== TASK MATERIAL

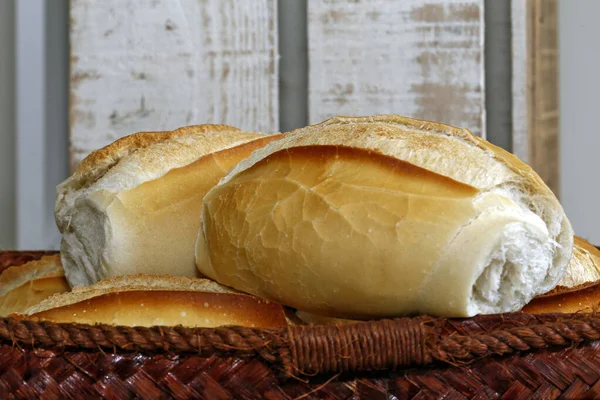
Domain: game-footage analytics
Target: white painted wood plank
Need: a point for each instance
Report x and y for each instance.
(7, 124)
(419, 58)
(519, 45)
(31, 97)
(160, 64)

====

— PROBLEM REQUIREMENTS —
Change every "instance" in the entries above to "occurrence", leaving everything else unchanged and omitting the pictures.

— SOLUTION FOR THIS TASK —
Domain: game-footage analytics
Target: white painted wood plank
Need: a point for each occurrence
Report x and y for each occurrence.
(7, 124)
(419, 58)
(519, 45)
(31, 97)
(160, 64)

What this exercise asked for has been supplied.